MATERIAL SHOWN.
***

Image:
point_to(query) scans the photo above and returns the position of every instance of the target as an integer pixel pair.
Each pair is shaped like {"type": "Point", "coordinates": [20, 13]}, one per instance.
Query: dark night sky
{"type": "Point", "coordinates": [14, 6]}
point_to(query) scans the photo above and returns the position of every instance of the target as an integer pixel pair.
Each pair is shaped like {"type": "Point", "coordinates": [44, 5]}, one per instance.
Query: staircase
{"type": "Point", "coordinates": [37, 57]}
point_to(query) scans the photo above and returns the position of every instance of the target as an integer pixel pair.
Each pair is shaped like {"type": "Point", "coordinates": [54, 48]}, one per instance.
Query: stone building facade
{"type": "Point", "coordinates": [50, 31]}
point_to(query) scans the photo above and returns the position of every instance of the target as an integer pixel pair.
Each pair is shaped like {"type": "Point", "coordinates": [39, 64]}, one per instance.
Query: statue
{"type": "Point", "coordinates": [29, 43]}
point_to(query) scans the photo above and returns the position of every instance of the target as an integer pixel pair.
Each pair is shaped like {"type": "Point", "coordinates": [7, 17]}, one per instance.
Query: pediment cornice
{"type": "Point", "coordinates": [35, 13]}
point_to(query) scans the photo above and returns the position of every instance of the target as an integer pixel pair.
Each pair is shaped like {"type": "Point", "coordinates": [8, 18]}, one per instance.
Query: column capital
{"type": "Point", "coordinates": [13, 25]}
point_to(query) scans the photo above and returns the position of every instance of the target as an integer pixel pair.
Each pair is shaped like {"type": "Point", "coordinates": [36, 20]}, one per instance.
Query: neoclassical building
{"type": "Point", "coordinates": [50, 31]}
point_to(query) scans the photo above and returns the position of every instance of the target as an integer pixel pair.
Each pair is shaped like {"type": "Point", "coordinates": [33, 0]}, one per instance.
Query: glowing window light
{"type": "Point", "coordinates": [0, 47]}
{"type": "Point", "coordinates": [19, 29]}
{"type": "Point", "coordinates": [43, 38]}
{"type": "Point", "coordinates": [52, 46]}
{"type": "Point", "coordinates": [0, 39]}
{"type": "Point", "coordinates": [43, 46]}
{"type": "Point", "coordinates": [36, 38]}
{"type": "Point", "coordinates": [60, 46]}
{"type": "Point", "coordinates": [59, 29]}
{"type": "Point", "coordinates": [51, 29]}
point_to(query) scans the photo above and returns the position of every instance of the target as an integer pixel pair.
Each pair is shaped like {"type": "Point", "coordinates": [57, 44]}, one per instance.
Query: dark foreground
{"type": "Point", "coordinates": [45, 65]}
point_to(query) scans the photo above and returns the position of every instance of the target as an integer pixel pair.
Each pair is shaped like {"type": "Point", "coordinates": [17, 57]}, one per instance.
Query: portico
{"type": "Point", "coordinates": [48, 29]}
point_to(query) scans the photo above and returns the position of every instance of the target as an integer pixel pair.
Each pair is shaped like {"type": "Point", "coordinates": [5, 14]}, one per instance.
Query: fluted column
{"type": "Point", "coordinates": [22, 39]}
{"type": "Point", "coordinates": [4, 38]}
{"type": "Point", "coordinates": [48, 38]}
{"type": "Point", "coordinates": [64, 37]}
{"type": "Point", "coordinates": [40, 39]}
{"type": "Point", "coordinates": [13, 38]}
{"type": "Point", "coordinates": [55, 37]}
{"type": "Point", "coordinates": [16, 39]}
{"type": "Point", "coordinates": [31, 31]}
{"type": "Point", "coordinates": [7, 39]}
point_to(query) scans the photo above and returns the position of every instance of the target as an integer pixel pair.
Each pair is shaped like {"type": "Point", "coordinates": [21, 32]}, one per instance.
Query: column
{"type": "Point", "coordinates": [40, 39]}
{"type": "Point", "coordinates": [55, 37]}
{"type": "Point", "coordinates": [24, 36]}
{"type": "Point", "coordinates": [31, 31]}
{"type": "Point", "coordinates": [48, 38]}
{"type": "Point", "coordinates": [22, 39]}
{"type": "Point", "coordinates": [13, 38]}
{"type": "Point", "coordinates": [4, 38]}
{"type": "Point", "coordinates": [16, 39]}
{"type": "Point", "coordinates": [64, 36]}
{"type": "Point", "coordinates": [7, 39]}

***

Give the listing again in its entirety, exactly as written.

Image:
point_to(query) scans the photo above and returns the position of every instance of the target as an integer pixel pair.
Each pair is shaped like {"type": "Point", "coordinates": [20, 13]}, one per instance.
Query: dark night sky
{"type": "Point", "coordinates": [14, 6]}
point_to(query) scans the photo above and returns the position of every instance of the target as an integer pixel pair.
Each pair is shaped like {"type": "Point", "coordinates": [44, 5]}, one per instance.
Query: staircase
{"type": "Point", "coordinates": [37, 57]}
point_to(query) scans the photo above and returns the position of every instance of the target as an integer pixel pair.
Each pair is shaped like {"type": "Point", "coordinates": [54, 48]}, one per instance.
Query: stone building facade
{"type": "Point", "coordinates": [50, 31]}
point_to(query) scans the photo above and returns the position of every instance of the target as an integer pixel pair.
Each pair is shaped like {"type": "Point", "coordinates": [39, 64]}, one per instance.
Query: statue
{"type": "Point", "coordinates": [29, 43]}
point_to(query) scans the photo above and returns the position of every instance of the target as an integer pixel pair.
Each pair is shaped like {"type": "Point", "coordinates": [7, 17]}, one per instance.
Query: pediment cornice
{"type": "Point", "coordinates": [35, 13]}
point_to(query) scans the photo above and returns the position of every instance of the target as an integer pixel pair.
Each pair is shaped like {"type": "Point", "coordinates": [8, 18]}, one per instance.
Query: column capital
{"type": "Point", "coordinates": [13, 25]}
point_to(query) scans the photo above and returns the position of every instance of the target as an integer pixel pair.
Each pair is shaped like {"type": "Point", "coordinates": [36, 20]}, one per instance.
Query: neoclassical building
{"type": "Point", "coordinates": [50, 31]}
point_to(query) scans the photo above and returns the position of every instance of the target as an integer pixel pair.
Each pair is shaped like {"type": "Point", "coordinates": [33, 0]}, one per instance.
Query: glowing window light
{"type": "Point", "coordinates": [0, 47]}
{"type": "Point", "coordinates": [19, 29]}
{"type": "Point", "coordinates": [43, 38]}
{"type": "Point", "coordinates": [52, 46]}
{"type": "Point", "coordinates": [0, 39]}
{"type": "Point", "coordinates": [43, 46]}
{"type": "Point", "coordinates": [36, 38]}
{"type": "Point", "coordinates": [60, 46]}
{"type": "Point", "coordinates": [59, 29]}
{"type": "Point", "coordinates": [51, 29]}
point_to(query) scans the photo above and returns the position of every instance of the target as an integer pixel pair.
Each pair is shaped like {"type": "Point", "coordinates": [57, 44]}, one per instance.
Query: dark foreground
{"type": "Point", "coordinates": [45, 65]}
point_to(query) scans the photo above and returns the position of every instance of the target as an integer pixel pair.
Each pair is shaped like {"type": "Point", "coordinates": [17, 57]}, one per instance.
Query: portico
{"type": "Point", "coordinates": [48, 29]}
point_to(query) scans the photo above and returns the position of every instance of the target as an integer pixel pair.
Each pair is shaped like {"type": "Point", "coordinates": [5, 14]}, one per instance.
Query: fluted column
{"type": "Point", "coordinates": [22, 39]}
{"type": "Point", "coordinates": [4, 38]}
{"type": "Point", "coordinates": [48, 38]}
{"type": "Point", "coordinates": [64, 37]}
{"type": "Point", "coordinates": [40, 39]}
{"type": "Point", "coordinates": [13, 38]}
{"type": "Point", "coordinates": [55, 37]}
{"type": "Point", "coordinates": [16, 39]}
{"type": "Point", "coordinates": [31, 31]}
{"type": "Point", "coordinates": [7, 39]}
point_to(query) scans the photo above and returns the position of every instance of the target as an integer pixel pair.
Each pair is shaped like {"type": "Point", "coordinates": [21, 32]}, one per instance.
Query: column
{"type": "Point", "coordinates": [40, 39]}
{"type": "Point", "coordinates": [55, 37]}
{"type": "Point", "coordinates": [24, 36]}
{"type": "Point", "coordinates": [31, 31]}
{"type": "Point", "coordinates": [48, 38]}
{"type": "Point", "coordinates": [22, 39]}
{"type": "Point", "coordinates": [13, 38]}
{"type": "Point", "coordinates": [4, 38]}
{"type": "Point", "coordinates": [16, 39]}
{"type": "Point", "coordinates": [64, 36]}
{"type": "Point", "coordinates": [7, 39]}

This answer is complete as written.